## Data to use
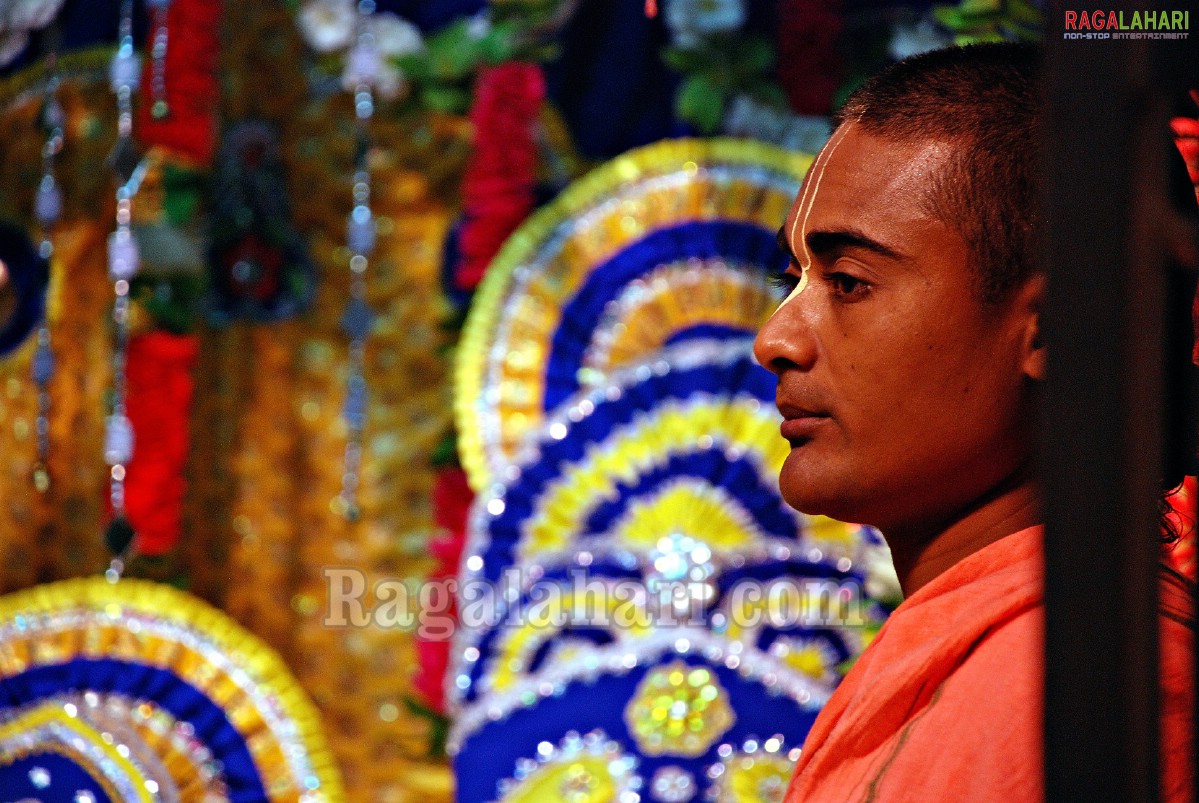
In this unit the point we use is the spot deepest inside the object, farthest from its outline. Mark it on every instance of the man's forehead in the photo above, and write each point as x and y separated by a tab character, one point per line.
863	174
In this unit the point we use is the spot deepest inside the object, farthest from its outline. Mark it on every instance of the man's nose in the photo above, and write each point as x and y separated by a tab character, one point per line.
785	340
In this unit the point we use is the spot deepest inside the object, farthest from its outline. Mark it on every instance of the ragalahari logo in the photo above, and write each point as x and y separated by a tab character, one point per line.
1126	24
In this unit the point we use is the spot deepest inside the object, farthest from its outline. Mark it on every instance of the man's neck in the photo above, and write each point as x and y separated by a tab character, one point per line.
922	553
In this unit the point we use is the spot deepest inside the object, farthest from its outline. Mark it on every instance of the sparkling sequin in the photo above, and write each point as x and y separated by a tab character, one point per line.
679	710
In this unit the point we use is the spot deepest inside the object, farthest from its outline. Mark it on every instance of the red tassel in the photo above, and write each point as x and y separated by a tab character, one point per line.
160	394
498	188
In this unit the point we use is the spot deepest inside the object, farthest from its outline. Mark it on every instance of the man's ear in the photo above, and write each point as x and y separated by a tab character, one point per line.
1029	302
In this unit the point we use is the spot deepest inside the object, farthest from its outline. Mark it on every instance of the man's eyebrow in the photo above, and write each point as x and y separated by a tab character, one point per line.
823	242
783	243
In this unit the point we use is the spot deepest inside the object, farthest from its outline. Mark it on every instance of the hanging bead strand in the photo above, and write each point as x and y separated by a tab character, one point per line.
360	239
158	8
47	211
122	265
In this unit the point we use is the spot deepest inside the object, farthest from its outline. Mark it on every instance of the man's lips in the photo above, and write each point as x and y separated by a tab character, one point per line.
800	423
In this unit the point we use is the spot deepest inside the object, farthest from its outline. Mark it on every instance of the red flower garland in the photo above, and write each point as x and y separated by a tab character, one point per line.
498	188
1181	555
808	62
192	91
158	375
451	503
1186	137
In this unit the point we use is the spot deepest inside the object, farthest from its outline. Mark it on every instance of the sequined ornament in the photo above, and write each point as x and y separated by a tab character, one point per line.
592	281
679	710
362	71
588	768
158	8
47	211
122	265
155	694
686	444
754	772
673	784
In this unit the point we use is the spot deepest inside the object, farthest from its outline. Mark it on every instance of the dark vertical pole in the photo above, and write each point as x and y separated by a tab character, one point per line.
1104	206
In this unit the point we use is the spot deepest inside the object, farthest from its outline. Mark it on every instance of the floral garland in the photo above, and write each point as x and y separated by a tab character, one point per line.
192	90
809	66
498	189
1186	138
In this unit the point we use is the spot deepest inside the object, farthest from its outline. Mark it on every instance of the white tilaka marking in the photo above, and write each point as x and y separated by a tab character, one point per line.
807	200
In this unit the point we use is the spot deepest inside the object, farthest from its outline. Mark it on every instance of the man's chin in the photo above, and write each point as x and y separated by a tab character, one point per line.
814	495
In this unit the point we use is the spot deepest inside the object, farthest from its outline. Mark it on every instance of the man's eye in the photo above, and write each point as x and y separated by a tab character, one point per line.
783	282
845	285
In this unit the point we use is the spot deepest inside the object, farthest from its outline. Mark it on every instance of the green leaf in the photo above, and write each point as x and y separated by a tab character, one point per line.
685	60
702	103
950	17
770	94
981	7
757	55
439	726
450	100
415	66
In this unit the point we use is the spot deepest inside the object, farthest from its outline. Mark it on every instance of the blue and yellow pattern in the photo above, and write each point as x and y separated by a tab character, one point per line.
694	216
192	695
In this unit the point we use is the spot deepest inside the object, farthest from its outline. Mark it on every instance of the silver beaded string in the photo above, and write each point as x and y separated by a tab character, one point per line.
360	239
158	108
122	265
47	211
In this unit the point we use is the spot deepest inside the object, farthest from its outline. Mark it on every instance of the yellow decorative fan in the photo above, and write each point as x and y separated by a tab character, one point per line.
196	707
668	242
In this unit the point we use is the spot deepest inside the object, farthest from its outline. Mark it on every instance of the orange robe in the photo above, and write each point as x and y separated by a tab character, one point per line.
946	704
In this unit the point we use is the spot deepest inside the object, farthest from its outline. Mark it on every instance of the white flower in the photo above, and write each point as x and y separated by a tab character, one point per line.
28	14
480	25
691	20
908	40
11	46
395	36
327	25
366	65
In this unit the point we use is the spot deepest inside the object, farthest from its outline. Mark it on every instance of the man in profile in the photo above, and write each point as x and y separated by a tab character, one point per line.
909	358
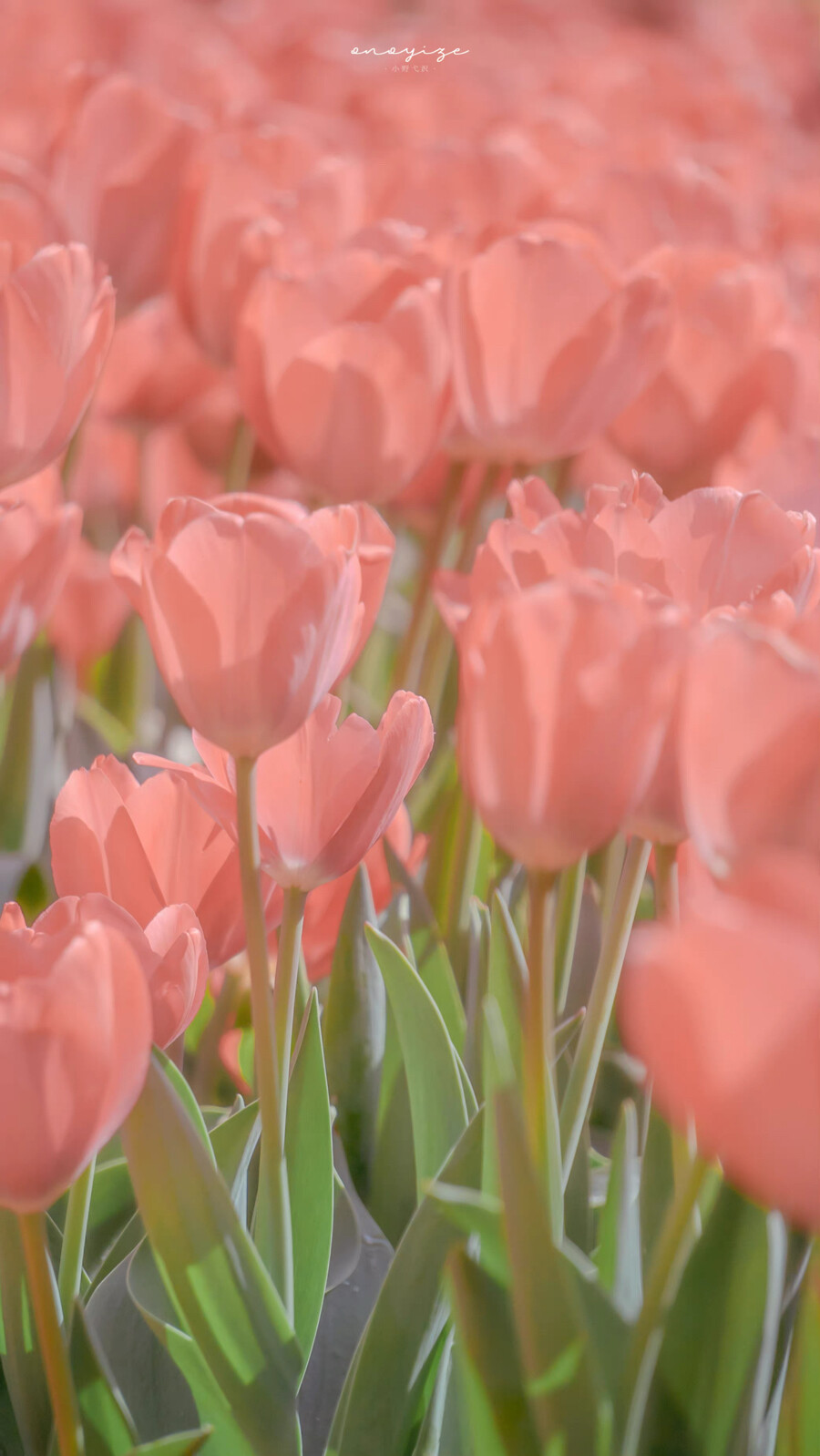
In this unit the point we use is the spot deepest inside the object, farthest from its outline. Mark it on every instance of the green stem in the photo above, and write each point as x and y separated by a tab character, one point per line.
411	652
618	928
569	915
75	1239
284	988
272	1229
50	1336
667	900
674	1238
238	469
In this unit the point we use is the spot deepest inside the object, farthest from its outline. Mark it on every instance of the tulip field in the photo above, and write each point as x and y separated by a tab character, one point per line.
410	728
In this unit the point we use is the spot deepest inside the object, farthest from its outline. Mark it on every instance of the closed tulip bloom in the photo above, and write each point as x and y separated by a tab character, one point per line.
727	360
117	178
170	949
549	343
75	1044
149	846
36	540
724	1012
90	610
564	698
749	743
56	325
353	405
325	795
251	619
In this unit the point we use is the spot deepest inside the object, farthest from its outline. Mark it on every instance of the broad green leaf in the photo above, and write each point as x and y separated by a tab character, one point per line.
487	1332
436	1091
22	1366
211	1267
354	1030
184	1445
107	1424
712	1336
152	1299
620	1229
549	1315
381	1400
309	1151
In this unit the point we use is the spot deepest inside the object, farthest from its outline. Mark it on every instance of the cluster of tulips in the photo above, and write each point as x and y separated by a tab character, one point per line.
410	474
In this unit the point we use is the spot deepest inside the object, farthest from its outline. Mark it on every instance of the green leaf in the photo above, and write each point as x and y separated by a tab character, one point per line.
620	1231
22	1365
487	1332
211	1268
309	1151
549	1315
435	1079
382	1394
107	1424
712	1336
354	1030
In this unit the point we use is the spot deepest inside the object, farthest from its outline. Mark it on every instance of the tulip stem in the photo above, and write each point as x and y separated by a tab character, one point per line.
50	1334
411	652
75	1238
539	1037
667	900
284	988
569	915
577	1100
272	1227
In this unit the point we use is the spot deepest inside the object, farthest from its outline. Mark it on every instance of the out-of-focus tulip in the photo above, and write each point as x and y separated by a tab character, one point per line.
325	905
90	610
353	404
549	343
75	1044
326	794
724	1010
56	325
250	616
749	743
38	536
564	699
117	179
727	358
170	949
149	846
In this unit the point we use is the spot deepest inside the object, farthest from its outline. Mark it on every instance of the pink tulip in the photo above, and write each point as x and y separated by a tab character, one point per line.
250	616
326	794
56	325
149	846
724	1012
75	1044
38	536
591	670
549	343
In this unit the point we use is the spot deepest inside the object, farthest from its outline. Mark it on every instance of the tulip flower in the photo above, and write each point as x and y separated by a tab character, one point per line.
749	743
549	343
170	949
566	692
75	1044
353	405
38	536
90	610
724	1012
250	615
149	846
326	794
56	325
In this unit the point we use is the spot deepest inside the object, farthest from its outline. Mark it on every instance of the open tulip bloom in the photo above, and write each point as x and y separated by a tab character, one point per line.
410	728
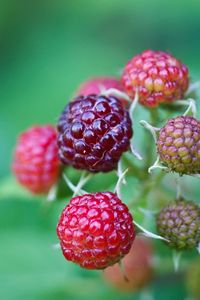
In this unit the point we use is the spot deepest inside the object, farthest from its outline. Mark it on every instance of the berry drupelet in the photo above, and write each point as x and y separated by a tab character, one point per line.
179	222
95	230
36	164
158	76
179	145
94	131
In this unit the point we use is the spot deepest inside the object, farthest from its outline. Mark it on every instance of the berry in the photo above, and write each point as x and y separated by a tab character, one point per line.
137	270
179	222
36	163
179	145
193	279
158	76
94	131
95	230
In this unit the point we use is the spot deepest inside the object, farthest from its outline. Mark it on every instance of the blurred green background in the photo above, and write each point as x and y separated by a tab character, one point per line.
47	48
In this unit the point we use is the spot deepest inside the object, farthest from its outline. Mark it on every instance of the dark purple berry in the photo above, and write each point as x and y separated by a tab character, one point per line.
94	131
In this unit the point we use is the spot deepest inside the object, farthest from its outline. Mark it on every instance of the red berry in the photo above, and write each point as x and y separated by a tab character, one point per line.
158	76
36	163
137	268
95	230
94	131
97	84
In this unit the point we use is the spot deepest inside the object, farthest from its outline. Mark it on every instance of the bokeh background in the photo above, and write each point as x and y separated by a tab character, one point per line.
47	48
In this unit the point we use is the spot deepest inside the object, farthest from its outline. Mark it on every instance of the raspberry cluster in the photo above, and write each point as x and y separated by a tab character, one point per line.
94	130
95	230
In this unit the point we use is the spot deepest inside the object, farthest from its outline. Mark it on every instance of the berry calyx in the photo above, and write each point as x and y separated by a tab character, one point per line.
179	223
95	230
157	76
94	131
36	164
178	145
136	271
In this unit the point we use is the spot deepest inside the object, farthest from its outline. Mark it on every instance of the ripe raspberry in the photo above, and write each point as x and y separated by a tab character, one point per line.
158	77
95	230
137	269
179	222
193	279
179	145
36	163
94	131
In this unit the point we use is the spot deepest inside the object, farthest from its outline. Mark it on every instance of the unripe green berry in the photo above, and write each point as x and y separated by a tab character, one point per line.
179	223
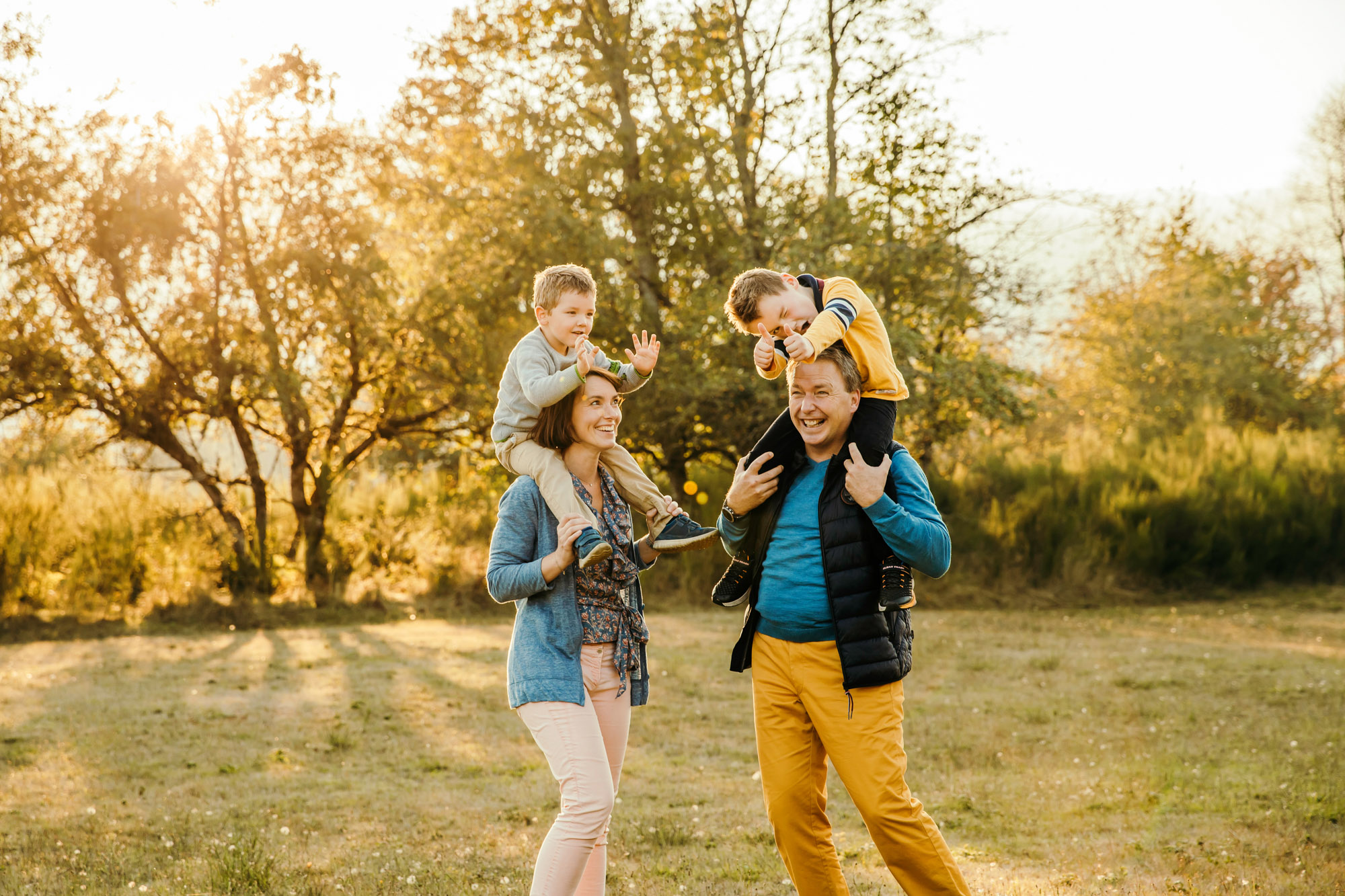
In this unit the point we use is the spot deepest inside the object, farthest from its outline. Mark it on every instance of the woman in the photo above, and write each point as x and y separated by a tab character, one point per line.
576	661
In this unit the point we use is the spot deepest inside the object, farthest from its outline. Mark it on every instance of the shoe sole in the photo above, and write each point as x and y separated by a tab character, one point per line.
695	542
597	556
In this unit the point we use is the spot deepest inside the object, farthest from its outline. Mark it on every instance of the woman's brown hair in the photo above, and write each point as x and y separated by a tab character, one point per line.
555	425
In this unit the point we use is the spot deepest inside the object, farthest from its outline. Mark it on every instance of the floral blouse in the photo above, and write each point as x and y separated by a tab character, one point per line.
607	603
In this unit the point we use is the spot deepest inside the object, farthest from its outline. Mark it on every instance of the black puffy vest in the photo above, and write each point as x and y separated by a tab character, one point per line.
875	646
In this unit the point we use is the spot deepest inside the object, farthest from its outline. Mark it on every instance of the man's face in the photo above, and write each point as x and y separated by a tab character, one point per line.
821	408
571	321
792	309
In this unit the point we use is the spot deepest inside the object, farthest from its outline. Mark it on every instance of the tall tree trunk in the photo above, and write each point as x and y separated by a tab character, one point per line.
317	572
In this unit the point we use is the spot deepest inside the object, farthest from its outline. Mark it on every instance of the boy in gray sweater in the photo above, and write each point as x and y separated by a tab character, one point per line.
545	366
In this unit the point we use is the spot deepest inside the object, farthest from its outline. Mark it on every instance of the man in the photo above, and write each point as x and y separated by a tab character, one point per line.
827	659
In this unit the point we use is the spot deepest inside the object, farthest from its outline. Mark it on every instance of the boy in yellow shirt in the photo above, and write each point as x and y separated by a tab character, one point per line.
796	318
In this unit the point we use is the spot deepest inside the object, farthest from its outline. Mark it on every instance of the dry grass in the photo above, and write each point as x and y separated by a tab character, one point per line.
1128	751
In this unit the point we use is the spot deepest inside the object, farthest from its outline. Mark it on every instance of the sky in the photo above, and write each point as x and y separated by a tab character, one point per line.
1203	96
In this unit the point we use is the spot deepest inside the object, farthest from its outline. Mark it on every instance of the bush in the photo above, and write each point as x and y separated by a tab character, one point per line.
1213	506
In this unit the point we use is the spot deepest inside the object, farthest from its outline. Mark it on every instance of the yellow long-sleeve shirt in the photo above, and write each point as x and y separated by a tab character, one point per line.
851	317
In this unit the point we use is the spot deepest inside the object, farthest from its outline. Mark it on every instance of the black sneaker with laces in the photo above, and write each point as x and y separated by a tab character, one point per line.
735	584
591	548
899	585
683	533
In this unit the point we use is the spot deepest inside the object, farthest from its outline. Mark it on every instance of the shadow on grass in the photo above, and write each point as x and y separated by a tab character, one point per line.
206	614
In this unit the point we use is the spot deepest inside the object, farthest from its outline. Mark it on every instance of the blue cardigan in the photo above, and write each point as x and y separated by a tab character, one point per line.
544	654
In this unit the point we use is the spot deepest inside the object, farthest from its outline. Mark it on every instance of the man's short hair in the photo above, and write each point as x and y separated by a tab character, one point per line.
747	292
548	286
845	362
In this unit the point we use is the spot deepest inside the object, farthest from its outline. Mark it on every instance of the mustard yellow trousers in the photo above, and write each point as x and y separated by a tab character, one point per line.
802	719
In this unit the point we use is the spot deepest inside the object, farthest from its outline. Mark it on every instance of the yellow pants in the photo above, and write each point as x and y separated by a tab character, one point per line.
801	712
523	456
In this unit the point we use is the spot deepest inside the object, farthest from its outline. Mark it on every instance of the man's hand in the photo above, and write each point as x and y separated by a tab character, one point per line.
751	486
765	352
584	358
866	483
568	528
798	345
646	353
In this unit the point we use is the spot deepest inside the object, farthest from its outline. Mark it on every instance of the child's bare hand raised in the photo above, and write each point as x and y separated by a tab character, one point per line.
765	352
584	357
646	353
797	345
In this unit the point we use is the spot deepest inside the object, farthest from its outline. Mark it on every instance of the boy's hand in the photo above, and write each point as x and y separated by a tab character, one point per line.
568	528
646	353
866	483
797	345
765	352
584	358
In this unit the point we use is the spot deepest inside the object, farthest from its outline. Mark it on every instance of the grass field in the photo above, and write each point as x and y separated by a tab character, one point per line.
1192	749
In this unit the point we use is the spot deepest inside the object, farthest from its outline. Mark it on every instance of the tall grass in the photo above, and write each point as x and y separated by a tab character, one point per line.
1213	506
88	541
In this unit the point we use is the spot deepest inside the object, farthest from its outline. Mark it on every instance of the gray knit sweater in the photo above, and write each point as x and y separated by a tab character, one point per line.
537	377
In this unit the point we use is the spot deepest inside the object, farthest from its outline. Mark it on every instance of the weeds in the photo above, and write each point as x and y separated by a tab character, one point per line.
241	866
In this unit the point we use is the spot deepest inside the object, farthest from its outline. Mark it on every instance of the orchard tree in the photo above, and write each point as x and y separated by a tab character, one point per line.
672	147
1187	326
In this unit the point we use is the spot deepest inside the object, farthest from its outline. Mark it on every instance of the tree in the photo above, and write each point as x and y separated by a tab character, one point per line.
220	296
1324	194
1195	326
670	149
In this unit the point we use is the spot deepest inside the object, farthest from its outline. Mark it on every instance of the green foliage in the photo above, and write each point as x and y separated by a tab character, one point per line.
1213	505
1194	326
664	147
243	866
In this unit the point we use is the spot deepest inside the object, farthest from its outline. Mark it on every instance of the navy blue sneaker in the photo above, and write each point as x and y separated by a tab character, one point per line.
591	548
683	533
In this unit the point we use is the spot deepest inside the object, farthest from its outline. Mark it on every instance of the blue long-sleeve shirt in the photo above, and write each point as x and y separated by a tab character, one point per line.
793	598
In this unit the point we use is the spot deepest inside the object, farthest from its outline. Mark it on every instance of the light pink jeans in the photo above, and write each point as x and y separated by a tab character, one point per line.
584	747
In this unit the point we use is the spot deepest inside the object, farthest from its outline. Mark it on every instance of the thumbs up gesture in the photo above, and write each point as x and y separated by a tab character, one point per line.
797	345
765	352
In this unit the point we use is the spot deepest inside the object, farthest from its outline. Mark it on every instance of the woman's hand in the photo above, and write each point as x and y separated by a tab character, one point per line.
567	530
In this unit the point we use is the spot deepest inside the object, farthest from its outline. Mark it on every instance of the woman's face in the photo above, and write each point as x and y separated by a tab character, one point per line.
598	412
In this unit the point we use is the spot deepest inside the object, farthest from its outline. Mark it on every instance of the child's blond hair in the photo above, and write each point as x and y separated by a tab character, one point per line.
551	284
747	292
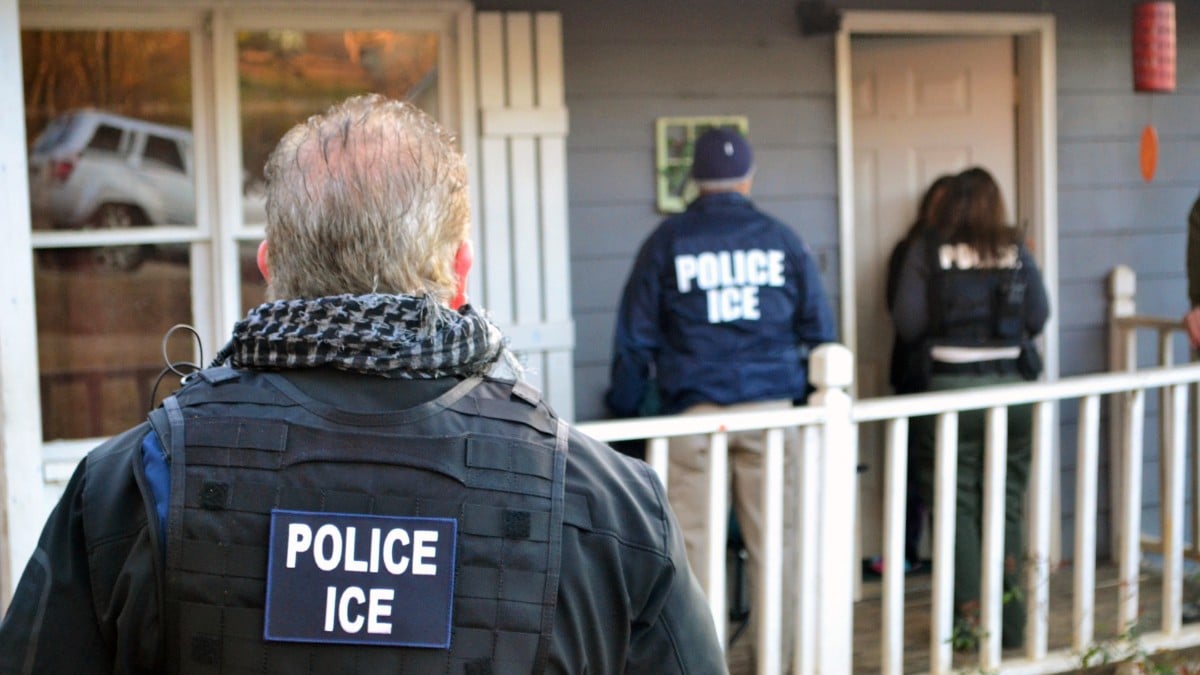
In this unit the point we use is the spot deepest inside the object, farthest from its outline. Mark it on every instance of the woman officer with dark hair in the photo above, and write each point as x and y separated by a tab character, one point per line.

## Directions for this task
Begin with the line containing "the child's blond" and end with the final line of the data, printing those lines exactly and only; pictures are left out.

## Exercise result
In this unit the point we use is the spot deepest inside the object, farthest from its outline. Mark it on every instance of the child's blond hair in the photo above, and write each point as x and y separated by a tab character, one point per line.
551	284
747	292
In this unit the point we use is the spot deepest inside the object, farthest from its outline. Mark it on every instance of the woman officer with dark hair in the photo above, and write each point as x and y separated by a tab character, one point per line.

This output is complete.